START
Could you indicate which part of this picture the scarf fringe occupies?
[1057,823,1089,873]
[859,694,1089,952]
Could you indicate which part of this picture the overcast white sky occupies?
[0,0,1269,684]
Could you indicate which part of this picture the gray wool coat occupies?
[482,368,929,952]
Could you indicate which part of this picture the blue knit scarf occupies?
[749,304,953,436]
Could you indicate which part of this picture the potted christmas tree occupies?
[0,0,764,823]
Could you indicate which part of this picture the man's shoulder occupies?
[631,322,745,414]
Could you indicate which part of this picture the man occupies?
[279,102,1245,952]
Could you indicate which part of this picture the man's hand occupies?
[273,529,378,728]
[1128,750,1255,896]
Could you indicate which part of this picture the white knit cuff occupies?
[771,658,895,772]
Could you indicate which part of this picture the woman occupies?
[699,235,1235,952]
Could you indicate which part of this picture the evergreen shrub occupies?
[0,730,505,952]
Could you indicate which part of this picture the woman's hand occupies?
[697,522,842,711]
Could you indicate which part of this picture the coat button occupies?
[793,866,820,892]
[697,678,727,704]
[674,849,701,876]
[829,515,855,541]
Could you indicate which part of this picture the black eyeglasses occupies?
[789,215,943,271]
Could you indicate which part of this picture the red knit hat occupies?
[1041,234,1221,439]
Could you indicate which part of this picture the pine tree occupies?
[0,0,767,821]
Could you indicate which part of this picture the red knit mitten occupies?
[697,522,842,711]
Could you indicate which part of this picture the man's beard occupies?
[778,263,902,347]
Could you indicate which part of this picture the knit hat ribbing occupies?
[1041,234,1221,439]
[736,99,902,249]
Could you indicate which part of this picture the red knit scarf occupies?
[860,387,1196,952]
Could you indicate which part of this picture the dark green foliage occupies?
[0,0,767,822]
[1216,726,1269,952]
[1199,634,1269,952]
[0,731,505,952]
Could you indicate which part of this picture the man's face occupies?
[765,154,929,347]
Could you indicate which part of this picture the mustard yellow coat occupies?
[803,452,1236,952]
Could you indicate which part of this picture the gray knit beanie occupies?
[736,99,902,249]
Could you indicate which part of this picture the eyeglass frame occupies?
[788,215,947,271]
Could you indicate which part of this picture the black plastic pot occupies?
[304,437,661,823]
END
# [TASK BRIEF]
Quote all of the items above word for word, in their original order and with the same line breaks.

# [ANSWER TO THE TASK]
Could you indicate which part of this picture the scarf fringe occupies?
[1057,823,1089,873]
[859,694,1089,952]
Could you indicate which part of this picture the overcast white sky occupies?
[0,0,1269,684]
Could you indicate which part of this picture the gray wool coat occupies?
[482,368,929,952]
Could you indicate which part of this picture the blue knit scarf occupies?
[749,304,953,436]
Could you indicate which part of this picture the potted christmas tree occupies?
[0,0,764,823]
Could you indicate which part of this picture the man's shoulder occupies?
[631,322,745,414]
Could you indicate which part of this picture the man occupies?
[279,102,1245,952]
Could you indicate which part of this picture the man's hand occupies?
[273,529,378,728]
[1128,750,1255,896]
Could you indicate which part of this picture the white knit cuff occupies?
[771,658,895,772]
Could you indicate which part of this picture the woman occupies?
[699,235,1235,952]
Could you indicate which part of this picture the evergreen shrub occupies?
[0,730,505,952]
Could you indicate which part of this picture the woman's hand occupies?
[697,522,842,711]
Could you indicate which part of this picture the coat button occupies?
[793,866,820,892]
[697,678,727,704]
[674,849,701,876]
[829,515,855,541]
Could you indicate which part of this picture the black eyeglasses occupies?
[789,215,943,271]
Could you indicate which part of this picture the red knit hat occupies?
[1041,234,1221,439]
Could you indicate which part of this picture the pine tree occupies?
[0,0,767,821]
Could you indicate which part of this picture the red knit mitten occupies?
[697,522,842,711]
Could you indicate which part of this picture the man's beard occupies?
[778,263,902,347]
Could you indicate which part of this picture the knit hat ribbing occupies?
[1041,234,1221,439]
[736,99,902,249]
Could you indicate which part of this picture the red knit scarf occupies?
[860,387,1196,952]
Could you indicate which part of this picture the dark green foliage occupies?
[0,0,767,822]
[1216,726,1269,952]
[1199,634,1269,952]
[0,731,505,952]
Could you indicate which part of this picture the man's face occupies?
[765,154,929,347]
Could you indicate which part of this picture the mustard yellow coat occupies?
[803,452,1236,952]
Could you indicate which part of this picture the gray knit beanie occupies?
[736,99,902,249]
Could you indicate which part of this picture the eyeglass frame occupies?
[788,215,947,271]
Could you indicate which part of this picture the black plastic pot occupies?
[304,437,661,823]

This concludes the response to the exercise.